**Work item:** Please tally the lines of the records that contain "tuxedo" and send back only the total.

----------

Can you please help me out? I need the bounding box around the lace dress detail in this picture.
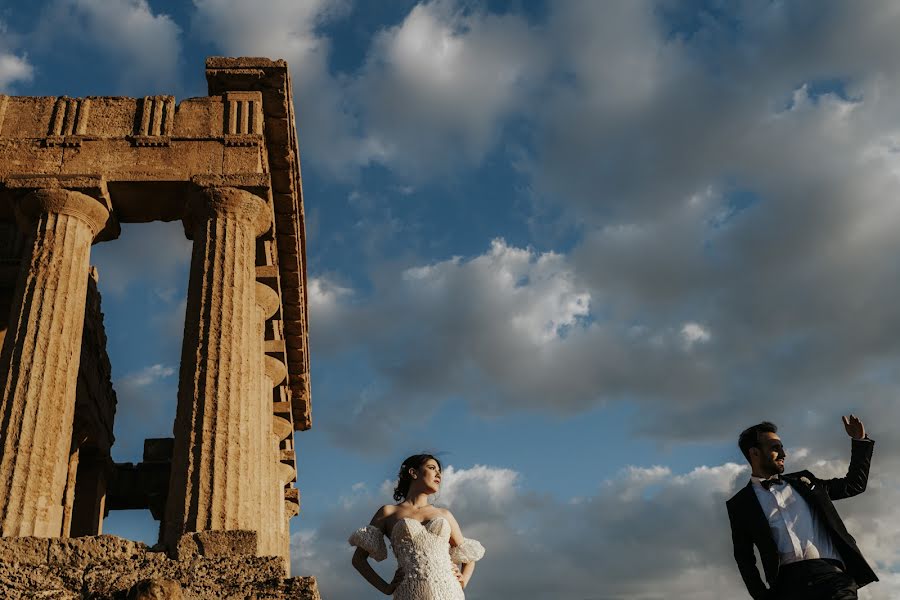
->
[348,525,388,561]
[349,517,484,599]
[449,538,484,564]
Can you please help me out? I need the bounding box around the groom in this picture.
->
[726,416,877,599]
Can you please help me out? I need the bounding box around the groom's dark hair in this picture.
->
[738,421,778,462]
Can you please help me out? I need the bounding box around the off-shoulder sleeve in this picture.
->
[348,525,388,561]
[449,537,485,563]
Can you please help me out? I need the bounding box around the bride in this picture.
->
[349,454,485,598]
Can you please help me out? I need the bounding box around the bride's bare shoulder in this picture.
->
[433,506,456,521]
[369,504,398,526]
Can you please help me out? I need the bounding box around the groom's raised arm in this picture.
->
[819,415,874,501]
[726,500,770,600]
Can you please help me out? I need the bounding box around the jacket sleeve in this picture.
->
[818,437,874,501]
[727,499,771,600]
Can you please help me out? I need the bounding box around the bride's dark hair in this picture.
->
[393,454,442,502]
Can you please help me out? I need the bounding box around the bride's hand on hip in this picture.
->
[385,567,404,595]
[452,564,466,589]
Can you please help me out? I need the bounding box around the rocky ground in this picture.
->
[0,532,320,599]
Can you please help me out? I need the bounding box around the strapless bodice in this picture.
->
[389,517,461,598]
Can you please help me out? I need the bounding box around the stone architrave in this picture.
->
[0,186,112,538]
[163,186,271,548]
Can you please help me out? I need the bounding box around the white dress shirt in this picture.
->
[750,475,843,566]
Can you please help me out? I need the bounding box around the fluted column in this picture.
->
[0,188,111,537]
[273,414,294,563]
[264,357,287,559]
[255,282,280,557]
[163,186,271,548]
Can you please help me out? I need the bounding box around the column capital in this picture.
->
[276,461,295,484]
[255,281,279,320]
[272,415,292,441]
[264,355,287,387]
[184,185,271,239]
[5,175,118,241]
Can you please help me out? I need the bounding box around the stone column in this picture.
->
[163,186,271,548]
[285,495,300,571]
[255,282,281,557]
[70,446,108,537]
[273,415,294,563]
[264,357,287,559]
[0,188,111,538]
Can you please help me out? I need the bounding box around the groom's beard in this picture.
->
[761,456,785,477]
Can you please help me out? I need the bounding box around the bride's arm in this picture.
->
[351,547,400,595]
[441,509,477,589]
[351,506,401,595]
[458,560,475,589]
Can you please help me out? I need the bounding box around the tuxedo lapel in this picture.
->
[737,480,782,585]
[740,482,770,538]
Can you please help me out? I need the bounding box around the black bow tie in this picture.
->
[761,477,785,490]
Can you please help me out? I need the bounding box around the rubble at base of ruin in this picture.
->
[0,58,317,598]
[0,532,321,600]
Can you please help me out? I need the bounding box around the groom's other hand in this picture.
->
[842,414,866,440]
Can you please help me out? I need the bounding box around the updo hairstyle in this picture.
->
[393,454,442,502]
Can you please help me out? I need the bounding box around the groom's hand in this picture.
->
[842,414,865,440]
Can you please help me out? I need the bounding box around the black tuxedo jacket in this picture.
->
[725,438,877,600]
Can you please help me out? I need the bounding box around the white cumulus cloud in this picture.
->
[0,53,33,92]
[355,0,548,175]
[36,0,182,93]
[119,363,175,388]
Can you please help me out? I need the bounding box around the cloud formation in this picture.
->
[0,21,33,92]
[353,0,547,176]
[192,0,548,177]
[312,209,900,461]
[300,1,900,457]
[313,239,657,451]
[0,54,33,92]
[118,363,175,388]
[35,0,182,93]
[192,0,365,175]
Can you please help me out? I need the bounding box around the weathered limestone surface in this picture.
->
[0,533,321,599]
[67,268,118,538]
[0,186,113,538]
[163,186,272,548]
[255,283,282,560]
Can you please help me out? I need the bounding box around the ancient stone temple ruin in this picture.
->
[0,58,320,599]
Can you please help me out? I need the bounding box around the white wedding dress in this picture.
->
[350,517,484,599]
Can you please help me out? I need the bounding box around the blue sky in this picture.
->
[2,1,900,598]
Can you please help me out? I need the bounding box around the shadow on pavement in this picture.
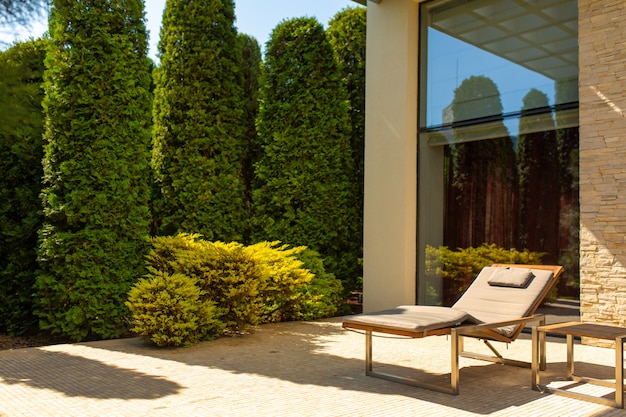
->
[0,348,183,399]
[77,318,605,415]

----------

**Answer for this exercise:** 2